>> START

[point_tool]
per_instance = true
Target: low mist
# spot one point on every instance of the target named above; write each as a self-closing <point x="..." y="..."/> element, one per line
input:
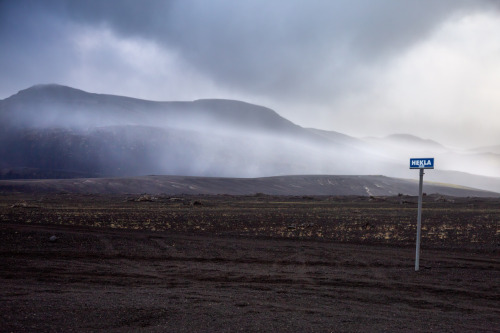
<point x="52" y="127"/>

>> END

## GIVEN PROBLEM
Copy the data above line for line, with no changes, and leave out the picture.

## SOLUTION TO THIS PROBLEM
[point_tool]
per_instance = true
Target: low mist
# spot one point on every instance of the target named above; write each as a self-closing <point x="..." y="..."/> element, one per line
input:
<point x="52" y="127"/>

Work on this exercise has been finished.